:: Given data ::

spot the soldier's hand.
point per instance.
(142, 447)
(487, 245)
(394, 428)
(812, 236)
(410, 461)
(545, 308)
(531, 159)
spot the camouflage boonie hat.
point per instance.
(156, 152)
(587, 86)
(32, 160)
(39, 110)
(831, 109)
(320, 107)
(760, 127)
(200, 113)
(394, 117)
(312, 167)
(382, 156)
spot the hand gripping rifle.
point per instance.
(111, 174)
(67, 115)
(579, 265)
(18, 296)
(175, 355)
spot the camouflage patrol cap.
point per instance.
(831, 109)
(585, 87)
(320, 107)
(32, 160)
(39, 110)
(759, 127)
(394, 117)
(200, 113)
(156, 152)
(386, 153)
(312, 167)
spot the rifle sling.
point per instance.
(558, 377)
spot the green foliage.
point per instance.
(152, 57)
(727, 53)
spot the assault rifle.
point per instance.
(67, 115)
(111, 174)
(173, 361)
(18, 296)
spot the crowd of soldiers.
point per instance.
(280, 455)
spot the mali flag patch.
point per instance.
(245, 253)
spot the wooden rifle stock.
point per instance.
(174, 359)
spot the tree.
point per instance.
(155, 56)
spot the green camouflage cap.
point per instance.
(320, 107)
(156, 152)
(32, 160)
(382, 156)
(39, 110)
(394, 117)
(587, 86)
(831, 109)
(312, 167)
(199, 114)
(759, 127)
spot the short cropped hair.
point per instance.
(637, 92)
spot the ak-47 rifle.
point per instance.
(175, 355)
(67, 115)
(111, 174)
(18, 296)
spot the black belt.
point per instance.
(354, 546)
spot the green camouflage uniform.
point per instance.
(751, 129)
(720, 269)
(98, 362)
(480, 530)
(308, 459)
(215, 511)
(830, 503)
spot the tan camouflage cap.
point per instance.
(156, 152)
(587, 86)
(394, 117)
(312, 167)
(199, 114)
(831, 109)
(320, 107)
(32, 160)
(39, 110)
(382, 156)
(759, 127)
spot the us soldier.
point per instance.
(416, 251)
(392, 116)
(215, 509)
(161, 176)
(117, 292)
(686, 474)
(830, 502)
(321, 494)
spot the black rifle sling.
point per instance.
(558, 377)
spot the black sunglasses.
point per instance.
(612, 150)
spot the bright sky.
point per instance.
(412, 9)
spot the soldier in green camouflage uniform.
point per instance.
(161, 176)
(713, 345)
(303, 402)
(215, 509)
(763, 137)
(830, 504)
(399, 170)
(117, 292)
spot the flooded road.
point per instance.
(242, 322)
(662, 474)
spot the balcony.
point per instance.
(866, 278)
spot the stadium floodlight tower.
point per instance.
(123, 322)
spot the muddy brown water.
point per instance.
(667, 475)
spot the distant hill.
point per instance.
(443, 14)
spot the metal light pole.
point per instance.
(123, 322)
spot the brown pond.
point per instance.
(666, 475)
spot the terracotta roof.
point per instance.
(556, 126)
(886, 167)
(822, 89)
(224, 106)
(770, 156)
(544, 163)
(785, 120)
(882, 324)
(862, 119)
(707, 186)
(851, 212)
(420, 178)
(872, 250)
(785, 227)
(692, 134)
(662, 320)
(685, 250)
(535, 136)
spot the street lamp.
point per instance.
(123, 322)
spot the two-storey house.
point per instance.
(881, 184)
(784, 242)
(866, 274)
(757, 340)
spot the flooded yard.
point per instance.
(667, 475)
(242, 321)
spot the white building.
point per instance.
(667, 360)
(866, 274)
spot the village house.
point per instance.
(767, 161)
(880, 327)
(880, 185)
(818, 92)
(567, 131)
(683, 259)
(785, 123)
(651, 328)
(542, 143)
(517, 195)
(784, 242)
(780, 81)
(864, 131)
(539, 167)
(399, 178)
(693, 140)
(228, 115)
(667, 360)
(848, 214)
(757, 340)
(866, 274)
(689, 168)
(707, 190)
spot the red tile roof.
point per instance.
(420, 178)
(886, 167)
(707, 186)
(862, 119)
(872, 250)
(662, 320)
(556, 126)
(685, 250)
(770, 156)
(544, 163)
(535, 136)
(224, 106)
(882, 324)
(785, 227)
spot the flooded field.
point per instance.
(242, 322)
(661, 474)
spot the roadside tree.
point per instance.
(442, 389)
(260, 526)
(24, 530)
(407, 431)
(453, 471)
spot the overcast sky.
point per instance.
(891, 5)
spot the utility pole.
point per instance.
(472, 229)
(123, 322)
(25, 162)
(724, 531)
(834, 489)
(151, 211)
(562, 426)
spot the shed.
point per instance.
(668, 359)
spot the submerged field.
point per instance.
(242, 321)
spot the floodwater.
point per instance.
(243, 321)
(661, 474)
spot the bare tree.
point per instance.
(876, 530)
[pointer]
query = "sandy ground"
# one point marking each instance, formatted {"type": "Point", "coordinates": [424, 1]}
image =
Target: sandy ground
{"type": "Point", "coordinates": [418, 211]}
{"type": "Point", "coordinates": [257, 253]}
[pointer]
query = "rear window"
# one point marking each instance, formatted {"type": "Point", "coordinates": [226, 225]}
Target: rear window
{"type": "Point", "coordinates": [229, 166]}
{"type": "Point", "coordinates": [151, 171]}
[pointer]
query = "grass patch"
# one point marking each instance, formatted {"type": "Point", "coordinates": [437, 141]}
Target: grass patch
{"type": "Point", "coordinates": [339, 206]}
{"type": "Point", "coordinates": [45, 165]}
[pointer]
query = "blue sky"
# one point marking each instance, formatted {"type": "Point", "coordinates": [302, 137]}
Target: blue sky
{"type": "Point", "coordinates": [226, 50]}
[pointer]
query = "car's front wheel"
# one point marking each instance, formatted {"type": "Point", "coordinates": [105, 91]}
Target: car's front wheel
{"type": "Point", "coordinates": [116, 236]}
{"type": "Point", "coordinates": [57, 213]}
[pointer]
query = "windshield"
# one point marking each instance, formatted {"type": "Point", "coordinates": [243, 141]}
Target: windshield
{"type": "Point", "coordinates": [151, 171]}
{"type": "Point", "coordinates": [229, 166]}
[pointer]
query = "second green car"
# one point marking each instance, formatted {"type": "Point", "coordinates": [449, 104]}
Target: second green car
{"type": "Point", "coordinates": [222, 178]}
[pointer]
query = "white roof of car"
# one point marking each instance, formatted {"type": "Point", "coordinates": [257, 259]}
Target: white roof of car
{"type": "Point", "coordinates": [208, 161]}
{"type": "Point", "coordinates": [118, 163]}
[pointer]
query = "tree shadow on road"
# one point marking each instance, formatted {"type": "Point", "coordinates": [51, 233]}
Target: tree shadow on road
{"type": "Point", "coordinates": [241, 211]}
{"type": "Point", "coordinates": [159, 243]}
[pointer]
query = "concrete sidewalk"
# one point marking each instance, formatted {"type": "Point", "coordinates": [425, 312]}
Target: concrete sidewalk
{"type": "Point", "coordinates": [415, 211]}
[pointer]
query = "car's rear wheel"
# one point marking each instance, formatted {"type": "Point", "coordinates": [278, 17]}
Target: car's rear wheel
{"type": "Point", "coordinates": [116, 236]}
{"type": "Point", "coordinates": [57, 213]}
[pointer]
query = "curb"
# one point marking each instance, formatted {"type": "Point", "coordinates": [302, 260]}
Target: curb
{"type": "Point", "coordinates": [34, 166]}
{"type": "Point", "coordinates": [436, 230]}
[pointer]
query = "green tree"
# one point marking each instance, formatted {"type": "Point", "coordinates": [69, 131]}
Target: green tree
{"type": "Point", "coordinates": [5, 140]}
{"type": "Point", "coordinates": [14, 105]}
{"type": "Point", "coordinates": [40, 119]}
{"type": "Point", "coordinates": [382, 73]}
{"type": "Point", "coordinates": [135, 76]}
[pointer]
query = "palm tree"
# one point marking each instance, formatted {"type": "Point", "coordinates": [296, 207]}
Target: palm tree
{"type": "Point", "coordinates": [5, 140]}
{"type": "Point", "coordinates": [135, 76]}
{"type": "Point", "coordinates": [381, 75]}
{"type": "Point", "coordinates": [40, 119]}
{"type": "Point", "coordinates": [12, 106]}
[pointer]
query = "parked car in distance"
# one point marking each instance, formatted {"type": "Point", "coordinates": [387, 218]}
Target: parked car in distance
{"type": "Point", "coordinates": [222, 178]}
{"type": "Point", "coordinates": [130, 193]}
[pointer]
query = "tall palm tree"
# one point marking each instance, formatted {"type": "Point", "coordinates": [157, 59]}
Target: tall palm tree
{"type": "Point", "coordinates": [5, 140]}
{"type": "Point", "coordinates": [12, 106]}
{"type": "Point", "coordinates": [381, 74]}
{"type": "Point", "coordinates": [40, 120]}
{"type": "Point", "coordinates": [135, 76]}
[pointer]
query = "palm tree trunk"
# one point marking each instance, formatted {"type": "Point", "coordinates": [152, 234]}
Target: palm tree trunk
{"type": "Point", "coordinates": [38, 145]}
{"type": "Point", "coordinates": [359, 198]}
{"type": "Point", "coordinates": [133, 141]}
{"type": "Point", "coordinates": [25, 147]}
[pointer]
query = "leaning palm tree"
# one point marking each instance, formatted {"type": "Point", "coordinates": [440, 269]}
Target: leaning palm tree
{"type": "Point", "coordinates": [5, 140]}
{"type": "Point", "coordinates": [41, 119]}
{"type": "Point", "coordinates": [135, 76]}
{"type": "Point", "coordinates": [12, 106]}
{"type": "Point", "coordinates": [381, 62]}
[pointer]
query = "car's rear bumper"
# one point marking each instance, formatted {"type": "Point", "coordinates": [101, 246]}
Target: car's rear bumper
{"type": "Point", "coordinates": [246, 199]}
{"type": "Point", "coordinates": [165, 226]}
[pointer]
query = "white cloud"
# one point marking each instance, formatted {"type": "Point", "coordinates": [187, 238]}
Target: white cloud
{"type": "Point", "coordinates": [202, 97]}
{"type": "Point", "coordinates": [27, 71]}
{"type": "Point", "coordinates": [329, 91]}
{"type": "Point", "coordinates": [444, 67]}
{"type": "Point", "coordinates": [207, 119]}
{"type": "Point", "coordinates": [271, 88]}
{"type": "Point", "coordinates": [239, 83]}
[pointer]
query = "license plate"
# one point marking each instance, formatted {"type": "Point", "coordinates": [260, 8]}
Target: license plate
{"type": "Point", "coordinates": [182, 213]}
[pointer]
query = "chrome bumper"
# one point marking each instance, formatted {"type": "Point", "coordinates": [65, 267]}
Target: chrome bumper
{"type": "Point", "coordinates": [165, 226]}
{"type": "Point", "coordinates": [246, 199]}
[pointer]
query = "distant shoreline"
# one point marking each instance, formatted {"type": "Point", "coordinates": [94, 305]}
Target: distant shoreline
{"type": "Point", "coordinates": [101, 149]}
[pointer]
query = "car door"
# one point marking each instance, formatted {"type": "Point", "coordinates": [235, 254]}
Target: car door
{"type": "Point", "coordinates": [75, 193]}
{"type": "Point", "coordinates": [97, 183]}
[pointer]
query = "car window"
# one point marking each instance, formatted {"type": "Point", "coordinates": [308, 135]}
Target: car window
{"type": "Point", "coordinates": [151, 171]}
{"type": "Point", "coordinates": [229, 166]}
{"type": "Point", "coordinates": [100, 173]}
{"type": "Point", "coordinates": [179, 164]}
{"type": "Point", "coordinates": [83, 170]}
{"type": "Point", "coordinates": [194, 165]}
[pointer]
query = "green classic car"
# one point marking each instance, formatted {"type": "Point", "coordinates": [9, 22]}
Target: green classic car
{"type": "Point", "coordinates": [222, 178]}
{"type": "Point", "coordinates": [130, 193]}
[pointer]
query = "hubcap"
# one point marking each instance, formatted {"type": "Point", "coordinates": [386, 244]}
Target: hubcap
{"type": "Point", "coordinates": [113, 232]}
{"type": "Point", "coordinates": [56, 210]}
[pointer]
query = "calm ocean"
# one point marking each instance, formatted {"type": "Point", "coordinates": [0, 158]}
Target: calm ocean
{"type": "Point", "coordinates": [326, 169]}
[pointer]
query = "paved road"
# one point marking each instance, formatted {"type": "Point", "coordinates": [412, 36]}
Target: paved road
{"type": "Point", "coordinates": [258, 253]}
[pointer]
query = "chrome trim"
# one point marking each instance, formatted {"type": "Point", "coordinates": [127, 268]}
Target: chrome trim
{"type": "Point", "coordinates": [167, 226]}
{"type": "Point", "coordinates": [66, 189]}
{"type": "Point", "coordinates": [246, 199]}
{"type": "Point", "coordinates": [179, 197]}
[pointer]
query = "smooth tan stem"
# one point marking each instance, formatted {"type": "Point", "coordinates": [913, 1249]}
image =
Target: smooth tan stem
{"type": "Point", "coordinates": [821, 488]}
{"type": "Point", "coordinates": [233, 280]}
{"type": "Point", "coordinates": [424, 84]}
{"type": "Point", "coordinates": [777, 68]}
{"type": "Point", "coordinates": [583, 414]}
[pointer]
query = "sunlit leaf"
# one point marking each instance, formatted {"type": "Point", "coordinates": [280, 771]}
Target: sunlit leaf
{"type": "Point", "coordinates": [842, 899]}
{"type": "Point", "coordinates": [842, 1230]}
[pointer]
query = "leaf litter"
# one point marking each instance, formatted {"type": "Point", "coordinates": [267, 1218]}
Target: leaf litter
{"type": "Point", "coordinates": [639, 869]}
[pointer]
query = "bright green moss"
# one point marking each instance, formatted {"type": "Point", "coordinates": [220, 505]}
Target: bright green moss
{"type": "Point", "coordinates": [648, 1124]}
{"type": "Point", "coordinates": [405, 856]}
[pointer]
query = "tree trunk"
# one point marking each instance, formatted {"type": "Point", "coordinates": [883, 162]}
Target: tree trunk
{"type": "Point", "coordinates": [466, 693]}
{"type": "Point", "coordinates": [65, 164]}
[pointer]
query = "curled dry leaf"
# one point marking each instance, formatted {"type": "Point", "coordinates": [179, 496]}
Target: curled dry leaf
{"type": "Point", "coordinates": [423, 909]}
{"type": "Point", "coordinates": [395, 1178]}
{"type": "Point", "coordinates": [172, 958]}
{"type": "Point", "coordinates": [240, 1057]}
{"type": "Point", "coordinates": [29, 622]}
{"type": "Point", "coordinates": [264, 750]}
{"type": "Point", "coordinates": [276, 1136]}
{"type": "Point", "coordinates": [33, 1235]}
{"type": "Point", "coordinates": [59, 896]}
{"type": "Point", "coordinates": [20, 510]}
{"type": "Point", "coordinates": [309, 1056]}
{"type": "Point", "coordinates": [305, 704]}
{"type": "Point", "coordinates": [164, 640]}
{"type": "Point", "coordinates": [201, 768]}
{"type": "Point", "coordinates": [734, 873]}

:: What is being asked ::
From the listing above, repeat exactly the lines starting at the line that includes "spot the distant hill." and ending at the line that includes "spot the terracotta roof.", with nothing outside that span.

:: Solved problem ::
spot the distant hill.
point per instance.
(443, 14)
spot the metal light pole.
point per instance.
(123, 322)
spot the brown pond.
point per instance.
(666, 475)
spot the terracotta roof.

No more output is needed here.